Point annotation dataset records
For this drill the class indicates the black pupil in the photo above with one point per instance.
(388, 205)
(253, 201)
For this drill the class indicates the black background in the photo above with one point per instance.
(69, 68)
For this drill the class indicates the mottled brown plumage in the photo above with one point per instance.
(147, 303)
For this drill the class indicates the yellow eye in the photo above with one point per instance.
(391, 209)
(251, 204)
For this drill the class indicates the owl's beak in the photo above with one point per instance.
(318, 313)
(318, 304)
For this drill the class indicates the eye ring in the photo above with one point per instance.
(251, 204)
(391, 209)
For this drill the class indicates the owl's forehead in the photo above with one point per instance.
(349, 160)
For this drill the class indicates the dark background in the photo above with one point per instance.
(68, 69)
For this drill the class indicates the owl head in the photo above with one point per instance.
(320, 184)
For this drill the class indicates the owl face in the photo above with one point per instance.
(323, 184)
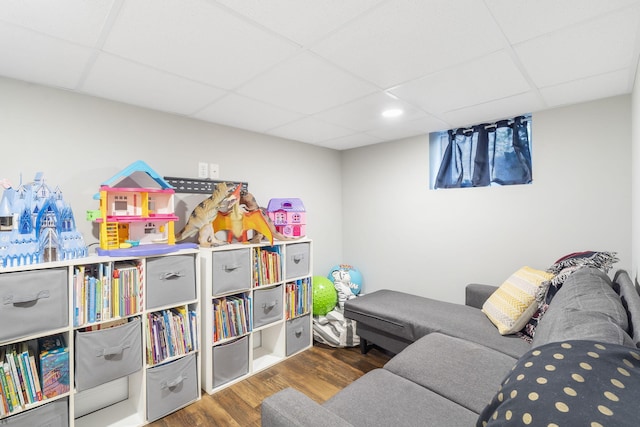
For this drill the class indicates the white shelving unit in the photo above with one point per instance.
(274, 297)
(119, 385)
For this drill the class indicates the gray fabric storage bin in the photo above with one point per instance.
(267, 306)
(170, 279)
(53, 414)
(298, 334)
(33, 301)
(231, 271)
(297, 260)
(108, 354)
(230, 361)
(171, 386)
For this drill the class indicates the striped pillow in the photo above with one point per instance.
(511, 306)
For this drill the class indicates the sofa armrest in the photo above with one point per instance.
(289, 408)
(476, 294)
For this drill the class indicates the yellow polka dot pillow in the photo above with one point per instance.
(569, 383)
(511, 306)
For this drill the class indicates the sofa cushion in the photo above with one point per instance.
(585, 307)
(630, 298)
(419, 316)
(462, 371)
(511, 306)
(570, 383)
(381, 398)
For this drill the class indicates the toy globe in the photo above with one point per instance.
(348, 274)
(325, 296)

- _Problem description_: Restate the whole listing above exactly, except for its images.

- _Worked answer_:
For this drill the class indicates the black pupil in the photo above with one point per instance.
(388, 205)
(253, 201)
For this drill the class indicates the black background in the photo above with one point per instance.
(69, 68)
For this drill the class indicates the mottled brown plumage in the photo above with one point per instance.
(147, 303)
For this drill the class indicates the yellow eye in the photo above with one point per instance.
(391, 209)
(251, 204)
For this drill the class indicates the owl's beak in the photo above with one point per instance.
(318, 313)
(318, 304)
For this drill the class indicates the eye ring in the photo above with one point per instance.
(251, 204)
(391, 209)
For this drill the class indicates the owl's forehead in the photo above with one point per instance.
(349, 160)
For this drill the class indicates the dark background in the photo above with one point per instance.
(68, 69)
For this drill the class indicates the owl head in the photo above with one point per instance.
(320, 184)
For this drill the class indicates the owl face in the photo above with one point per instance.
(323, 184)
For this drill the class indicates the white shelving unit in the photo above with one point per instance.
(274, 297)
(119, 385)
For this drill the class indicates the gray fabric storage bin in the photo above with one point per instance.
(267, 306)
(170, 279)
(53, 414)
(298, 334)
(33, 301)
(231, 271)
(297, 260)
(108, 354)
(230, 361)
(171, 386)
For this drill the class indicates the striped pillow in the photo above with one point per instance.
(511, 306)
For this drill the class indicates the sofa armrest in the photo above with one point per instance.
(289, 408)
(476, 294)
For this drill the class indicates the yellow polka dot pillow in the photo above with one point per instance.
(569, 383)
(511, 306)
For this drill the class indicates the sofa cushion in the photo above with one point per instance.
(585, 307)
(630, 298)
(419, 316)
(462, 371)
(511, 306)
(570, 383)
(381, 398)
For this drill the class indicates the toy globe in the photo above with one point per instance.
(348, 274)
(325, 296)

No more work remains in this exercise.